◆ Stored items:
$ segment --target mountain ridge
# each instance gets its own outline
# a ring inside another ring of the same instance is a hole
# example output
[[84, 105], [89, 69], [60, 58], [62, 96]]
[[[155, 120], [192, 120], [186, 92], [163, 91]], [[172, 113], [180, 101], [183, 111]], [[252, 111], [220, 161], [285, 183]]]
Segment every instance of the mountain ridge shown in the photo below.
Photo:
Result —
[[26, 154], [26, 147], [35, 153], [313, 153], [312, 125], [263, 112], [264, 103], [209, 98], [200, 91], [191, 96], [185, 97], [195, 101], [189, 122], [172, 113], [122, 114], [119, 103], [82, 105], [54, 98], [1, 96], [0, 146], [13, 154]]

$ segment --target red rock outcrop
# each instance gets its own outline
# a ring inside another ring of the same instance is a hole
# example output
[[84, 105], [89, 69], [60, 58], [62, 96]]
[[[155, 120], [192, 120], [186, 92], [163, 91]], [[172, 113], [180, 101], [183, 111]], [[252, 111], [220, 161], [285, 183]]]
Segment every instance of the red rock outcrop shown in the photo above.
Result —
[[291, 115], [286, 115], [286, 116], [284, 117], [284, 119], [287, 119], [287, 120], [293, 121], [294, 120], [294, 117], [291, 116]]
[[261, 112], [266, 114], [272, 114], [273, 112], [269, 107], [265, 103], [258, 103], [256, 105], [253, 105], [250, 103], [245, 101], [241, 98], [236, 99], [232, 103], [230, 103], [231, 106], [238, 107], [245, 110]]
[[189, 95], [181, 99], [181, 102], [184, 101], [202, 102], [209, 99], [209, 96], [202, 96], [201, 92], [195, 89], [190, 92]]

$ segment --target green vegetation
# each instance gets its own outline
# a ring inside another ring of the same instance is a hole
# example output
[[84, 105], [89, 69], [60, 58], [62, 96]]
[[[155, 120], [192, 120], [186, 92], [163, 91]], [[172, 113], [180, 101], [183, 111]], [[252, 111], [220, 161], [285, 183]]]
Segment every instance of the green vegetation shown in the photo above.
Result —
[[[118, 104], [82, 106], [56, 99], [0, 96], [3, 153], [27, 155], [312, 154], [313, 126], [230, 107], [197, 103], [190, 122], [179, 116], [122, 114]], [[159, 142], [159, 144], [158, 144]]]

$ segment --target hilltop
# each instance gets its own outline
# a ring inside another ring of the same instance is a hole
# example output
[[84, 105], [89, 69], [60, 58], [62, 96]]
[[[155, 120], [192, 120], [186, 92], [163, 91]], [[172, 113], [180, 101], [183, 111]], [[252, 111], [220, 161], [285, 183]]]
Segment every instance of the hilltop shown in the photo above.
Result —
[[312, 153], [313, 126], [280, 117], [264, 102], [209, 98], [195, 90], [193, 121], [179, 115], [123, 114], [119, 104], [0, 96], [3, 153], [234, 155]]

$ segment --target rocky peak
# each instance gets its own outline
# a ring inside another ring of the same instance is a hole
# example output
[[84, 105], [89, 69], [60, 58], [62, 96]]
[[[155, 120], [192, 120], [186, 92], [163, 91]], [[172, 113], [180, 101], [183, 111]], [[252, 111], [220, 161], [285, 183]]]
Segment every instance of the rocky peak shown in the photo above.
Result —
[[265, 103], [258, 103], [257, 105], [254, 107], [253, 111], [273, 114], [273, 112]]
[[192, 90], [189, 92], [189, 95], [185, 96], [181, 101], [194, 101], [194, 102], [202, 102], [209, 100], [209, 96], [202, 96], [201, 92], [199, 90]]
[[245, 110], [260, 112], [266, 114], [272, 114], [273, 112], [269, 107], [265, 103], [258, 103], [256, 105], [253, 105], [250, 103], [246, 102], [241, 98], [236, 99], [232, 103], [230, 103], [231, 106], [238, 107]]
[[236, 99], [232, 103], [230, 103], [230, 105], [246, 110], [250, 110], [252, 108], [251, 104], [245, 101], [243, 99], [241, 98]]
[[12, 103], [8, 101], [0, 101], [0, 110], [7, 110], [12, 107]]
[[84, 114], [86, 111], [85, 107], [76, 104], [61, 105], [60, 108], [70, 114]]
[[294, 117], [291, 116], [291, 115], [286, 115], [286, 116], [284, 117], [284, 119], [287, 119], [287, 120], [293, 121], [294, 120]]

◆ Problem details: Please turn the stretch of the records from the line containing "--target rocky peak" through the line containing "114], [273, 112]]", both included, into a numbered list with one line per item, leaving out any blank lines.

◆ The output:
1. $ segment --target rocky peak
2. # each instance gets its own outline
3. # a ring inside another ring of the same instance is a hole
4. # example output
5. [[84, 105], [89, 69], [60, 58], [62, 96]]
6. [[[155, 120], [192, 120], [186, 92], [163, 91]], [[172, 113], [180, 101], [183, 111]], [[252, 111], [220, 161], [285, 183]]]
7. Segment every instance of the rocky peak shown in the photo above.
8. Result —
9. [[265, 103], [258, 103], [257, 105], [254, 107], [253, 111], [273, 114], [273, 112]]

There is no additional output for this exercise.